Ian McEwan, çağdaş İngiliz edebiyatının en önemli temsilcileri arasında yer alıyor. Kendisine 1998 yılında Man Booker ödülü getiren Amsterdam’da Düello, geçtiğimiz aylarda Yapı Kredi Yayınları tarafından, Ülkem Çorapçı çevirisiyle yeniden yayımlandı. Kitap daha önce Can Yayınları’ndan yayımlandığını hatırlatalım.
Yazar, kitaplarında tutkulu aşklar, saplantılar, paranoyalar, inanç ve korku gibi temalara yer vermeyi seviyor. İngiliz yazarın bu romanında da benzer sulardayız. Amsterdam’da Düello, ölüm korkusu, ilişkiler ve paranoya, meslek ilkeleri ve dostluğun sınırları gibi temalar üzerinden ilerleyen bir roman. McEwan, roman boyunca meslek ilkelerini, bencillikleri, kirli politikaları, bağlantıları ve orta sınıf ahlakını ele alıyor. Normatif değerlerden uzaklaşmış, kendine dönük İngiliz toplumuna yönelik sert bir eleştiri getiriyor. Bununla beraber, yazarın esas merkeze aldığı konuların başında ise dostluk geliyor. Dostluğun sınırlarını sorguluyor, çok uzun zamandır birbirlerini tanıyan iki arkadaşın, aslında birbirlerini çok da iyi tanımadıklarını fark etmeleri, karanlık yönlerini keşfetmeleri, romanda McEwan’ın sorguladığı başka bir değer oluyor.
İki dostun hikâyesi
Amsterdam’da Düello’da iki eski dostun Clive ve Vernon’un hikâyesine tanıklık ediyoruz. Ülkenin meşhur müzisyenlerinden Clive’ın ve yine İngilitere’nin ünlü bir gazetenin yayın yönetmeni Vernon’nun hayatlarına farklı dönemlerde giren eski sevgilileri Molly’in cenaze töreninde bir araya gelirler. “Molly Lane’in iki eski sevgilisi, krematoryumun önünde, şubat soğuğuna arkalarını dönmüş, bekliyorlardı. Söylenecek her şey daha önce söylenmişti ama yinelediler. ‘Başına gelenin ne olduğunu bile anlayamadı.’ ‘Anladığında da iş işten geçmişti zaten.’ ‘Çok hızlı ilerledi’.”

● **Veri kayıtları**

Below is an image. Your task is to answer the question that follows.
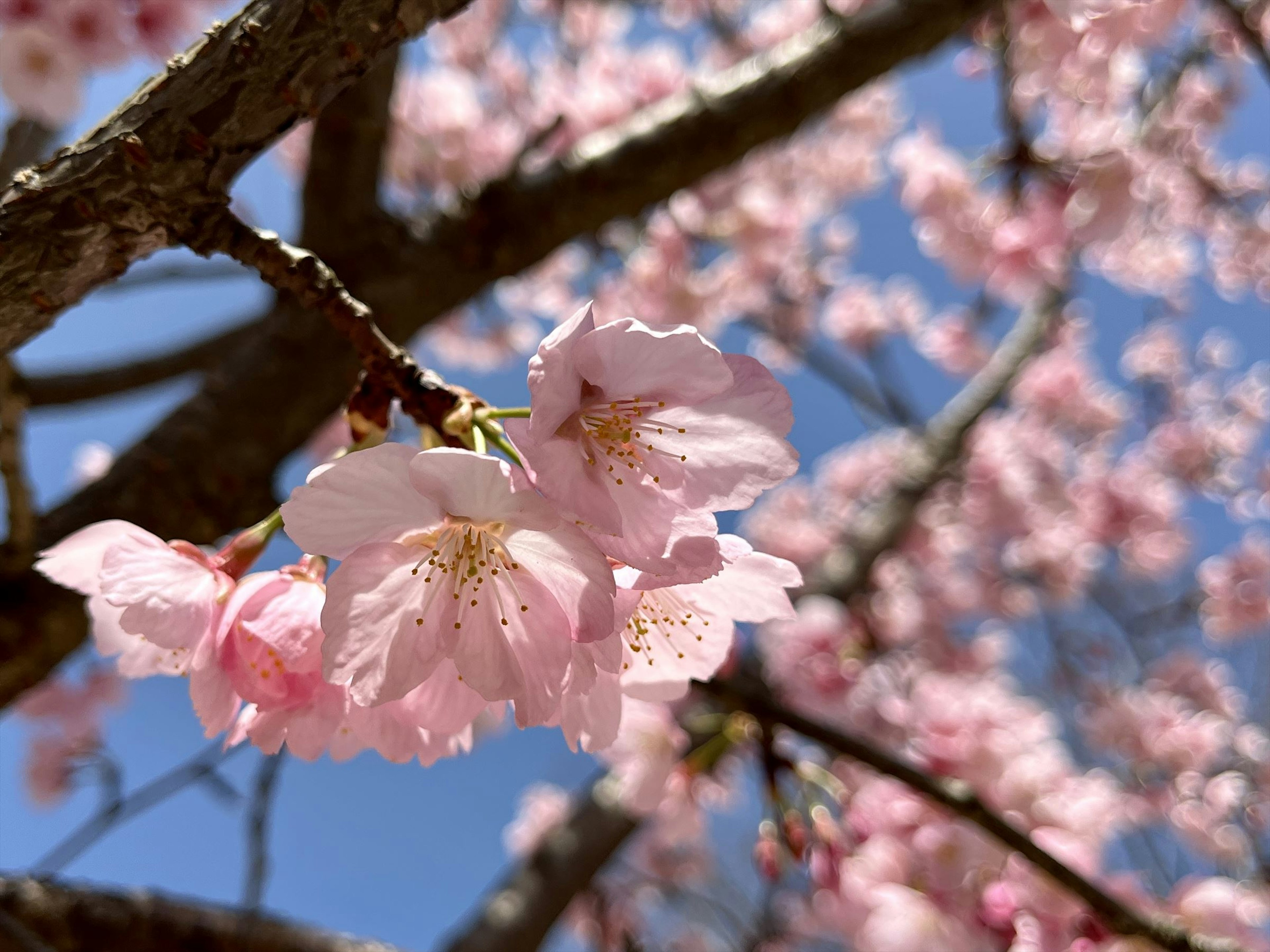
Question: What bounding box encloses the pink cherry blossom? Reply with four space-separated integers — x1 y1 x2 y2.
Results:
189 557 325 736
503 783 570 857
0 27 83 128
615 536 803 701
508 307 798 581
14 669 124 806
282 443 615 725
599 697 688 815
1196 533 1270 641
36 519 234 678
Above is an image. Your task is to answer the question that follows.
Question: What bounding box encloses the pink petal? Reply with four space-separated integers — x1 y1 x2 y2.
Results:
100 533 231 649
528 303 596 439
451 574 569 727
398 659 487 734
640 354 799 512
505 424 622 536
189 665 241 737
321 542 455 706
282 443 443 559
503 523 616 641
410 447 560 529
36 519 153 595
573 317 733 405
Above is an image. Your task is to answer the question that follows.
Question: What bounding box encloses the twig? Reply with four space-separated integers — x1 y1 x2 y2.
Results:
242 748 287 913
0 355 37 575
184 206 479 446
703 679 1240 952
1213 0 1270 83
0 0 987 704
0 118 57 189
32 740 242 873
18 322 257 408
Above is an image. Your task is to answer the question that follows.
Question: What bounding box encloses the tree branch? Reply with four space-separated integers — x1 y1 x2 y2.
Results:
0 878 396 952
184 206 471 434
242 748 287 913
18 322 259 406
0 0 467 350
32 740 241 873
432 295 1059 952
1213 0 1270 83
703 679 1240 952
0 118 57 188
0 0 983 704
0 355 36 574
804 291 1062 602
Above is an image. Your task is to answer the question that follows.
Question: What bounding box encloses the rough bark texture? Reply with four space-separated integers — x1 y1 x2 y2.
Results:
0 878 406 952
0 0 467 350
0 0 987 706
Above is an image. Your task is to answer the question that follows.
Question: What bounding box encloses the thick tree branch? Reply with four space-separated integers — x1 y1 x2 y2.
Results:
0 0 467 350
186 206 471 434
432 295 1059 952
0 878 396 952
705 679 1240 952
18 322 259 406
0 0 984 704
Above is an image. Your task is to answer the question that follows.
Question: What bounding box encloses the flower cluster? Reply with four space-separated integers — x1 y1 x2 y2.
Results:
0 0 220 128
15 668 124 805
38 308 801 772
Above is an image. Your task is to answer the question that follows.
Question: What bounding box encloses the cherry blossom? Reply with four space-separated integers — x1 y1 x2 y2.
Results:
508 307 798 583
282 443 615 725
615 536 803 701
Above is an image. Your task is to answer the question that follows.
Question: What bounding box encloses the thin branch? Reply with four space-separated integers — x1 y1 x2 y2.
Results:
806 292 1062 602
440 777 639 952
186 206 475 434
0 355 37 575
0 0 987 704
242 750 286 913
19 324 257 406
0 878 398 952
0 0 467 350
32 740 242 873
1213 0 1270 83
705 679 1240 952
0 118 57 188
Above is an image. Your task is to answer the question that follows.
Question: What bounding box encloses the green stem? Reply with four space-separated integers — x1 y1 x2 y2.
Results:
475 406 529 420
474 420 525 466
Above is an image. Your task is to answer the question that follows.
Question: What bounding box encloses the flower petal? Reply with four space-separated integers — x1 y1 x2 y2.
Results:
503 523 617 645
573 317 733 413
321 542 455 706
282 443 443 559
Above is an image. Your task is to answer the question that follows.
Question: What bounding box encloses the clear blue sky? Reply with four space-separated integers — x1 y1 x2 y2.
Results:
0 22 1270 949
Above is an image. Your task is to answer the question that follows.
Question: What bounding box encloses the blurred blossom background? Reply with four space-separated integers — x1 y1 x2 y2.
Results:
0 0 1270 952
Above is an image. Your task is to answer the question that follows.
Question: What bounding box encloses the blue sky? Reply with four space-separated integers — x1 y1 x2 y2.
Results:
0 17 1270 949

...

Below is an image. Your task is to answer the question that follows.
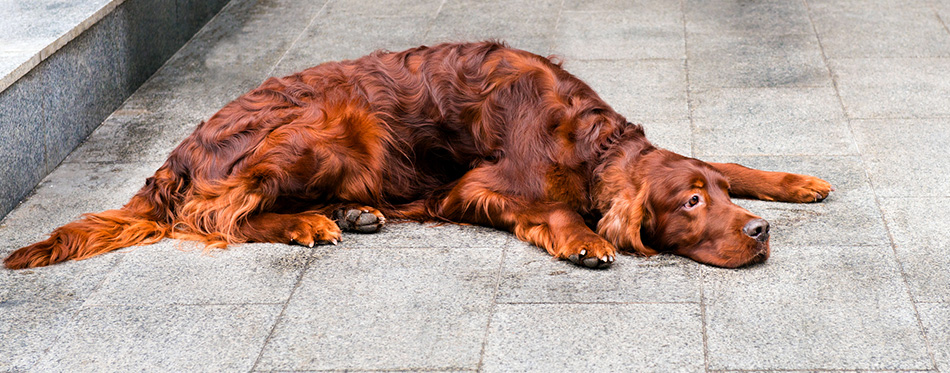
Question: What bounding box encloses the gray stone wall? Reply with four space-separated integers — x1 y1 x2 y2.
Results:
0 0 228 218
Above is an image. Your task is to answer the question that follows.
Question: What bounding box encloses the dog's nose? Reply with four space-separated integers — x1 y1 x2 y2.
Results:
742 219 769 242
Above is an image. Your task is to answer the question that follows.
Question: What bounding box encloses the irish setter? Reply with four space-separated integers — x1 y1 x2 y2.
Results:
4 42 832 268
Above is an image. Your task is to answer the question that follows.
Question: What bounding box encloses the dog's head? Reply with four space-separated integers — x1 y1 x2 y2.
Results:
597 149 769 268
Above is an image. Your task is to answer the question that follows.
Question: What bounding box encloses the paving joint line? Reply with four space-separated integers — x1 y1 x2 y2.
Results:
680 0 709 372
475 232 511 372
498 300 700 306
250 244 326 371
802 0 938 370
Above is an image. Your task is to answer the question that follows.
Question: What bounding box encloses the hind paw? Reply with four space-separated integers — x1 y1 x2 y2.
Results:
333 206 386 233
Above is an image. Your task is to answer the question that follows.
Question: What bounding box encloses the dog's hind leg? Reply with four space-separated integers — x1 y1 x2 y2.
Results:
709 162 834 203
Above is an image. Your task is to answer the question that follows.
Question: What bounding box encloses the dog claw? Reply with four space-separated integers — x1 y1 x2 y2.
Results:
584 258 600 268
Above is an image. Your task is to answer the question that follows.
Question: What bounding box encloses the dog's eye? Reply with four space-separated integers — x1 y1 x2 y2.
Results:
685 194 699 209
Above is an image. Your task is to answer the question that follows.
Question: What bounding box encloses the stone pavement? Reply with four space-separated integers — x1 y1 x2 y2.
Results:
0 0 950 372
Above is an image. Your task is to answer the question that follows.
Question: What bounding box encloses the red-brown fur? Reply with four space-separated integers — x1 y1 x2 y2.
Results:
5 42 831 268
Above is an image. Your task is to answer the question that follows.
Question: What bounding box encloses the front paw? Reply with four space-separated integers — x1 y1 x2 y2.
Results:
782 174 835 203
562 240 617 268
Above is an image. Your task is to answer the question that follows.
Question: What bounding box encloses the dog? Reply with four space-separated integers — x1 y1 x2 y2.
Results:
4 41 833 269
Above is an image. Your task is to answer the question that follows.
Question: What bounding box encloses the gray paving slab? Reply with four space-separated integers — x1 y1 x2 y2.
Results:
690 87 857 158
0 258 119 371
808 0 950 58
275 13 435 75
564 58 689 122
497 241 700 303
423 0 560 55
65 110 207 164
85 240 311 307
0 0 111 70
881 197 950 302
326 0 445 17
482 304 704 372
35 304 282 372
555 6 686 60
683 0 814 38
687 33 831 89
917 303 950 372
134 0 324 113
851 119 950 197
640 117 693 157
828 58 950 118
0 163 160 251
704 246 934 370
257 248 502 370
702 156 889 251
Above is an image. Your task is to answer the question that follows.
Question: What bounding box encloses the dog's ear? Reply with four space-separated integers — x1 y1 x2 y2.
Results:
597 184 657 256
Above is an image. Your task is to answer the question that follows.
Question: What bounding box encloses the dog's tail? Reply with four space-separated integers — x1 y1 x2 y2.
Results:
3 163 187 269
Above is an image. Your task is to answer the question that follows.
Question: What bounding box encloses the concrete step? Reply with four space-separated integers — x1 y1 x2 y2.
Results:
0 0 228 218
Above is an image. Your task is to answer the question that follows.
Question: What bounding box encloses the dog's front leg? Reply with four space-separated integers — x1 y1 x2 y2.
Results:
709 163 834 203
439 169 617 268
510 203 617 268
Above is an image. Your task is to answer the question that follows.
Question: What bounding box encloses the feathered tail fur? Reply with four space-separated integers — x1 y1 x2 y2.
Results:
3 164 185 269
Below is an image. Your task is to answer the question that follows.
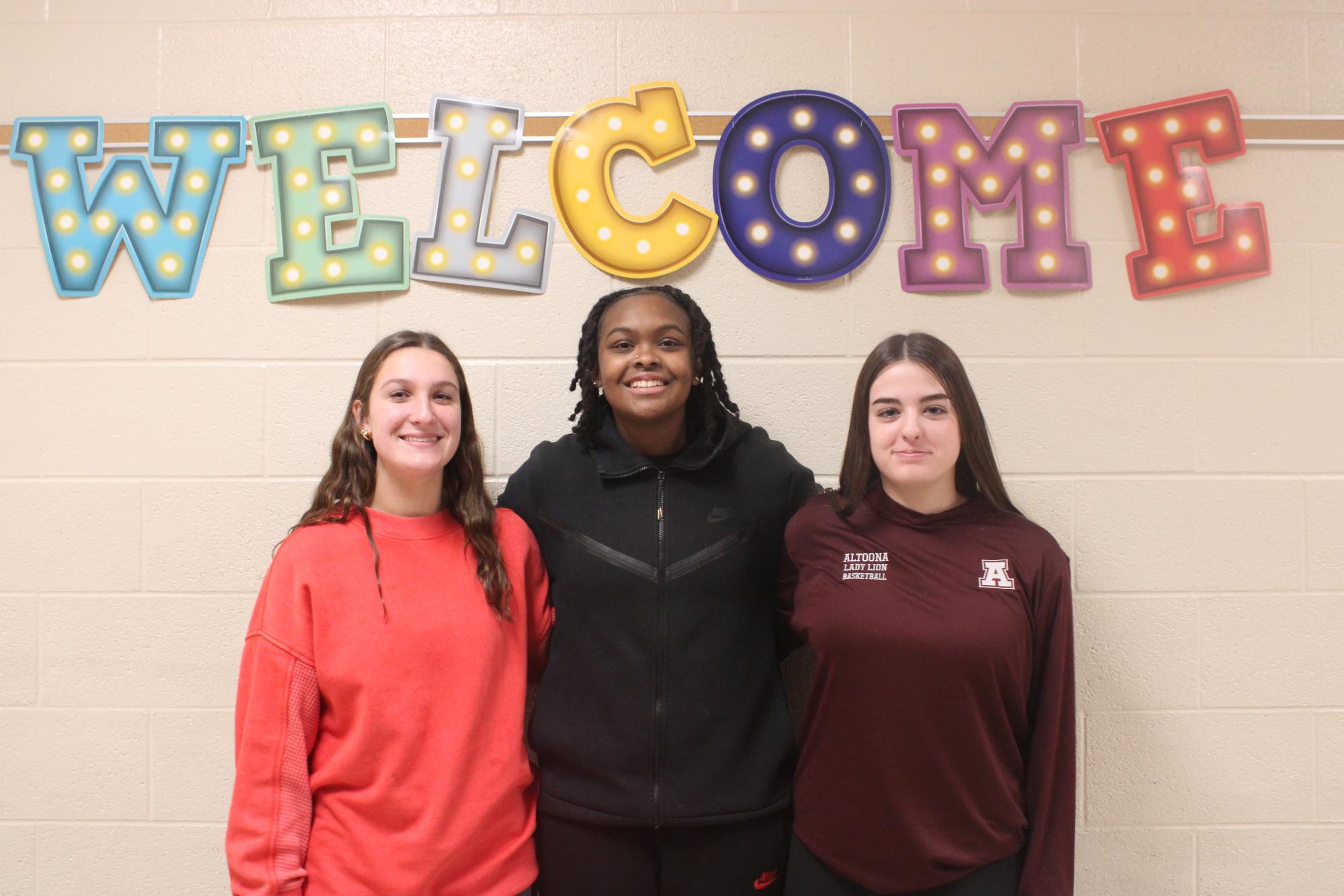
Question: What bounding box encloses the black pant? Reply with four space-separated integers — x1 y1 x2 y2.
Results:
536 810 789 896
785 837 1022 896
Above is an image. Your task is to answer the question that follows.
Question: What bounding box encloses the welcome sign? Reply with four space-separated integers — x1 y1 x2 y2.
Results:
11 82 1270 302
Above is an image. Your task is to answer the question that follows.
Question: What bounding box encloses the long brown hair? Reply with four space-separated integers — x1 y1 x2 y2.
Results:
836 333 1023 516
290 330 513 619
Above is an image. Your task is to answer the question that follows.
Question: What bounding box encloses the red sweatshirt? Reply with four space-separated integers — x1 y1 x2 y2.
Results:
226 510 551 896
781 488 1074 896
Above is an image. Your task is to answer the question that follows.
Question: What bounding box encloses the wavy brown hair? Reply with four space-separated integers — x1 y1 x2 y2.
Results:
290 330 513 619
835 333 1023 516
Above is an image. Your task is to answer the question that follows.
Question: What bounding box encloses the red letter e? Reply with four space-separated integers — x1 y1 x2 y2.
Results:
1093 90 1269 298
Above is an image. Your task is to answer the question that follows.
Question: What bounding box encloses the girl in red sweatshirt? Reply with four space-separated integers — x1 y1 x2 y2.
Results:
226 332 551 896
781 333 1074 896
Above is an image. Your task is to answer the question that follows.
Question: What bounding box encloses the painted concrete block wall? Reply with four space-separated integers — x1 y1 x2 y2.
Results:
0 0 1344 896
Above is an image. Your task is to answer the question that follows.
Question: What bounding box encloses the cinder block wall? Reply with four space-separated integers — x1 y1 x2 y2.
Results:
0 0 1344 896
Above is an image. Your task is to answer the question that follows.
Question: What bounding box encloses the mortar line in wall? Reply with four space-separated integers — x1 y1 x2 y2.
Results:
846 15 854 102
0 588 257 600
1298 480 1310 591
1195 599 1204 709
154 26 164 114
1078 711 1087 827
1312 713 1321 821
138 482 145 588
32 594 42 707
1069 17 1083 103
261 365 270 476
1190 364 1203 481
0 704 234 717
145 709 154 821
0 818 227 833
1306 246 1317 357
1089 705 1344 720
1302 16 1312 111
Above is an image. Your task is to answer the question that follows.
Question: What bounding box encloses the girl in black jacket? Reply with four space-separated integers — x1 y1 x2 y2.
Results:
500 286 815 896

● **Alıştırma Görevi**
Amsterdam’da Düello hakkındaki metinde "Yazar, kitaplarında tutkulu" ifadesinden başlayıp "bir değer oluyor." ifadesine kadar uzanan bölümü, bu son ifade de dahil olmak üzere, aynen yineleyin.

● **Görevin Çözümü**
Yazar, kitaplarında tutkulu aşklar, saplantılar, paranoyalar, inanç ve korku gibi temalara yer vermeyi seviyor. İngiliz yazarın bu romanında da benzer sulardayız. Amsterdam’da Düello, ölüm korkusu, ilişkiler ve paranoya, meslek ilkeleri ve dostluğun sınırları gibi temalar üzerinden ilerleyen bir roman. McEwan, roman boyunca meslek ilkelerini, bencillikleri, kirli politikaları, bağlantıları ve orta sınıf ahlakını ele alıyor. Normatif değerlerden uzaklaşmış, kendine dönük İngiliz toplumuna yönelik sert bir eleştiri getiriyor. Bununla beraber, yazarın esas merkeze aldığı konuların başında ise dostluk geliyor. Dostluğun sınırlarını sorguluyor, çok uzun zamandır birbirlerini tanıyan iki arkadaşın, aslında birbirlerini çok da iyi tanımadıklarını fark etmeleri, karanlık yönlerini keşfetmeleri, romanda McEwan’ın sorguladığı başka bir değer oluyor.